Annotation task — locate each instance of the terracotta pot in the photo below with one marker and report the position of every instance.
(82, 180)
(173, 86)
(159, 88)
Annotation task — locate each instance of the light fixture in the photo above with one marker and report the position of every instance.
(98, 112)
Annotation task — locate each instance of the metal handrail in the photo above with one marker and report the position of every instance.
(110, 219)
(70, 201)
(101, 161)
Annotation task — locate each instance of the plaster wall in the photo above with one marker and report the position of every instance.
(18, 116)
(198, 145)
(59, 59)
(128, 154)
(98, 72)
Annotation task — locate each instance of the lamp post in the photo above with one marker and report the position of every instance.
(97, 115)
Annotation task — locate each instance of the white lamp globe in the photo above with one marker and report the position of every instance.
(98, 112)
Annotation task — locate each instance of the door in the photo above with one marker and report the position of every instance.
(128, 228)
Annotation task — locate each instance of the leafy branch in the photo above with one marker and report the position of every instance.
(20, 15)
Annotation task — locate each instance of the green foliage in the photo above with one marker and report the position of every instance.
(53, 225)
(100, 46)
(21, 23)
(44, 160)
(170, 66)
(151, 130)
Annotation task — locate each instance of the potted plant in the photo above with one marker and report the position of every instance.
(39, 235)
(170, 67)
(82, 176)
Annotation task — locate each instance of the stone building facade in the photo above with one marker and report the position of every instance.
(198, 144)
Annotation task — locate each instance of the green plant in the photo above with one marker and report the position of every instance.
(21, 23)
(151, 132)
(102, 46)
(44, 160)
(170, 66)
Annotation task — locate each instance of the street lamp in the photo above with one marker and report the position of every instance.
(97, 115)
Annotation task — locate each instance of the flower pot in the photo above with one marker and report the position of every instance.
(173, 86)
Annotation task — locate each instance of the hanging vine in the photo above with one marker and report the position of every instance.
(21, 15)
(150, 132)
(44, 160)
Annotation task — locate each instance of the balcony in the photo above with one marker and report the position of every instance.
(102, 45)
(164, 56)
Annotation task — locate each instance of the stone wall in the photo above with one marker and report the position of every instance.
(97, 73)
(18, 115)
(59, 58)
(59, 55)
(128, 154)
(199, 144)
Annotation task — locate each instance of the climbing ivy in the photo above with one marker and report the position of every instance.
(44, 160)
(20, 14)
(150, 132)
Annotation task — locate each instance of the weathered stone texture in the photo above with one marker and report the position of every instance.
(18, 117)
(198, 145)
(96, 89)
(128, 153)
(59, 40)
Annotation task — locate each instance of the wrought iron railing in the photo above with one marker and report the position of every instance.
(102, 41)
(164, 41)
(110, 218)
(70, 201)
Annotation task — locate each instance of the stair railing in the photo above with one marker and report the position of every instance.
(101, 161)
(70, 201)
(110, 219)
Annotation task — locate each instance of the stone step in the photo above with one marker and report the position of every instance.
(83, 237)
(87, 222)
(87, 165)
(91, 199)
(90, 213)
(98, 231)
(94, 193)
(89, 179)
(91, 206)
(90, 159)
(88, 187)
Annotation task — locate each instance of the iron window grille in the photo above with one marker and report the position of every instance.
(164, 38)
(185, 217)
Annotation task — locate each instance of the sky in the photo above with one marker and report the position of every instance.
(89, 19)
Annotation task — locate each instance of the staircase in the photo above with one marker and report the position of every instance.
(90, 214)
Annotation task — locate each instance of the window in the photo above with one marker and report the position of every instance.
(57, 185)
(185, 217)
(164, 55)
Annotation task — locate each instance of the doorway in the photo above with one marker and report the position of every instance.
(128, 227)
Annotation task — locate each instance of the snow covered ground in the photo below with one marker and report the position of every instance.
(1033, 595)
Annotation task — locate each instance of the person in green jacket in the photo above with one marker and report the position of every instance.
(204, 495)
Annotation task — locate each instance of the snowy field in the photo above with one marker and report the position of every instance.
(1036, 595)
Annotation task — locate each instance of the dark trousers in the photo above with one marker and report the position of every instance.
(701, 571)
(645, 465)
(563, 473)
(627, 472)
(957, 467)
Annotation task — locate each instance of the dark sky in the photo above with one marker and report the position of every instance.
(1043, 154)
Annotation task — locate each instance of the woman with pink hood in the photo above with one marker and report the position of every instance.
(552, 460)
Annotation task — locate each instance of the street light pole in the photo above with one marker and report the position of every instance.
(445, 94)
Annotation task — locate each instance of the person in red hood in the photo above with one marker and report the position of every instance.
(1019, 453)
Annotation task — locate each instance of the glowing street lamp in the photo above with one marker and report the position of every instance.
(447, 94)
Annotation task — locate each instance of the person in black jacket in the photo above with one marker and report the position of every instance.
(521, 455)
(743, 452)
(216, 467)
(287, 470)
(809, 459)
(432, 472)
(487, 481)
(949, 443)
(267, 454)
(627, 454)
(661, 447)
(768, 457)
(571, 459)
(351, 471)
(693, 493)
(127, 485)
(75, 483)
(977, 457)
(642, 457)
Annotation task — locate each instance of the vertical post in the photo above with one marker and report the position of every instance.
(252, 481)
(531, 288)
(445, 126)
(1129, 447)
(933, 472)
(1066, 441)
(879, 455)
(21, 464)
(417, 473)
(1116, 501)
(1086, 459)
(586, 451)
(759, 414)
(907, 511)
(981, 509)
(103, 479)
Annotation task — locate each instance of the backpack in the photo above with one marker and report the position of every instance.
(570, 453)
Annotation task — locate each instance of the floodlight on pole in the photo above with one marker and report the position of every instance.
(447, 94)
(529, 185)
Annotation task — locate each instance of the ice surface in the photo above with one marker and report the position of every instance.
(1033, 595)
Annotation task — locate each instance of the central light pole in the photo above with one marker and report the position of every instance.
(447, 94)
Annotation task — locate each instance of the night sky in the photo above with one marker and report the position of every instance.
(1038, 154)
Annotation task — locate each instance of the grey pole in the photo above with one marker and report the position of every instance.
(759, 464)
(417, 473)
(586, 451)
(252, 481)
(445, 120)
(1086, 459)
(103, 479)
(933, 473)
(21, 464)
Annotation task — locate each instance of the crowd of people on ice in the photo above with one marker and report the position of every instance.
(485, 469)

──────────

* **ACTIVITY**: The answer should consist of all the lines above, retyped exactly.

* **EXERCISE RESULT**:
Annotation task — locate each instance of the terracotta pot in the photo below with one marker and report the position of every instance.
(82, 180)
(173, 86)
(159, 88)
Annotation task — locate each instance of the light fixture in the photo above with one marker and report the position of every instance.
(98, 112)
Annotation task — locate each instance of the metal handrail in the photo above with one marker and report the position of every instance.
(110, 219)
(70, 201)
(101, 161)
Annotation task — locate each instance of the plaster wall in the photo above with one marker and report the position of every instance.
(18, 116)
(198, 145)
(59, 59)
(128, 154)
(98, 72)
Annotation task — locate each instance of the lamp post in the photo above with one marker and report the position of every instance.
(97, 115)
Annotation task — locate each instance of the white lamp globe in the photo above with one marker and report the position of every instance.
(98, 112)
Annotation task — locate each instance of the door in the photo above with one marker and report the position of every instance.
(128, 228)
Annotation task — locate each instance of the leafy branch in the photo above with one marker and report the position of every instance.
(20, 15)
Annotation task — locate each instance of the green foliage in the photo above with one marker and report the position of every instance.
(53, 225)
(100, 46)
(21, 23)
(44, 160)
(170, 66)
(151, 130)
Annotation task — locate each instance of the potted plant in the photo above with one marker and report the position of every instance.
(39, 235)
(170, 67)
(82, 176)
Annotation task — locate each instance of the stone building facade in the photo above with one marker and report the position of every instance.
(198, 144)
Annotation task — locate each instance of the green plant in the photo above with one marker and report the position of every instance.
(21, 23)
(151, 132)
(102, 46)
(44, 160)
(170, 66)
Annotation task — locate each instance of the street lamp in the photo above with one marker and report the position of every instance.
(97, 115)
Annotation task — locate each instance of the flower pot in the photo above with one marker and report the position of every instance.
(173, 86)
Annotation task — locate each instance of the hanging vine in the photo above with one marker and report the position of every instance.
(21, 15)
(150, 132)
(44, 160)
Annotation task — locate each instance of the balcony in the photo above with one marker and report the position of every instance.
(102, 45)
(164, 56)
Annotation task — locate each instance of the stone wall in the photo above with one marker and report the position of every instance.
(97, 73)
(18, 115)
(59, 58)
(59, 55)
(128, 154)
(199, 144)
Annotation task — locate each instance of the climbing ivy in the photo above with one marker and report the position of every instance.
(44, 160)
(20, 14)
(150, 132)
Annotation task — locate each instance of the weathered stone texture in the photo above with one marker and report the position of every instance.
(18, 117)
(198, 145)
(96, 89)
(128, 153)
(59, 40)
Annotation task — locate each instance of the wrought iron railing in the photo above with one marker and report the position of every instance.
(102, 41)
(164, 41)
(110, 218)
(70, 201)
Annotation task — locate each instance of the stair railing in the photo above with one marker and report the position of every instance.
(101, 161)
(70, 201)
(110, 219)
Annotation task — locate each instance of the stone step in the photo above with one marker and report the position of every instance.
(83, 237)
(87, 222)
(87, 165)
(91, 199)
(90, 213)
(98, 231)
(94, 193)
(89, 179)
(91, 206)
(90, 159)
(88, 187)
Annotation task — locate each instance of the iron window grille in the photo above with one marker and report the position of every instance.
(164, 38)
(185, 217)
Annotation task — locate each instance of the sky in the photo above with one marker and report the position of every instance.
(89, 19)
Annotation task — locate each instance of the staircase in the photo above with one marker and report the position of every instance.
(90, 214)
Annotation task — locate each instance of the window in the photo above with one marker and report the position of every instance.
(57, 185)
(185, 217)
(164, 55)
Annotation task — locate each instance of the doorway in the photo above with one marker and report the position of every instance.
(128, 227)
Annotation task — locate each instance of the snow covered ground in the photo below with one marker and report the position of every instance.
(1033, 595)
Annotation task — locate each instance of the person in green jacket in the photo above with one marker and report the position of every instance.
(204, 495)
Annotation task — locate each instance of the snowy field in the photo above with one marker and report the position of every instance.
(1036, 595)
Annotation task — locate each instance of the dark trousers in the photo above with one marker and report the position of every instance.
(701, 571)
(645, 465)
(563, 473)
(627, 472)
(957, 467)
Annotation task — locate each instance of the dark sky in the photo above with one marker and report the position of every instance.
(1043, 154)
Annotation task — locate each instance of the woman with pink hood in the photo above with one marker and report the position of every instance.
(552, 460)
Annotation task — locate each instance of the street light pole in the photo above with one marker and report the position of every instance.
(445, 94)
Annotation task — locate each instance of the person in red hood in the photo above with one marker and report the position of every instance.
(1019, 453)
Annotation task — locate each instance of the glowing street lamp in the photo above with one marker and report the position of every instance.
(447, 94)
Annotation task — locate each instance of the person in black jacket in the photo above with one marker and report the position of every instance.
(521, 455)
(743, 452)
(216, 467)
(287, 470)
(809, 459)
(432, 472)
(487, 481)
(949, 443)
(267, 454)
(627, 454)
(661, 447)
(768, 457)
(571, 459)
(351, 471)
(693, 493)
(127, 485)
(75, 483)
(977, 457)
(642, 457)
Annotation task — locate each instance of the vertical post in the photo above with one marker and report the position of every instance.
(252, 481)
(531, 288)
(445, 126)
(1129, 447)
(933, 472)
(1066, 441)
(879, 455)
(21, 464)
(417, 473)
(1116, 501)
(1086, 459)
(586, 451)
(759, 414)
(907, 511)
(981, 509)
(103, 479)
Annotation task — locate each instance of the backpack in the photo above with one marker and report the position of every instance.
(570, 453)
Annotation task — locate each instance of the floodlight on pole in the photo above with one marker and report the position of every instance.
(447, 94)
(529, 185)
Annotation task — locate each instance of the ice surface in the photo above with one marker and report the position of every instance.
(1033, 595)
Annotation task — locate each instance of the central light pole in the photo above with one marker and report the position of every instance.
(447, 94)
Annotation task — locate each instance of the night sky in the photo above with one marker and report the position of every instance.
(1038, 154)
Annotation task — locate each instance of the grey pole in the photo above with one marker and report the position of every instance.
(759, 464)
(417, 473)
(586, 451)
(252, 481)
(445, 120)
(1086, 459)
(103, 479)
(933, 473)
(21, 464)
Annotation task — locate each instance of the crowd of people on ice in the photo above with one marker and report the position of every instance.
(485, 469)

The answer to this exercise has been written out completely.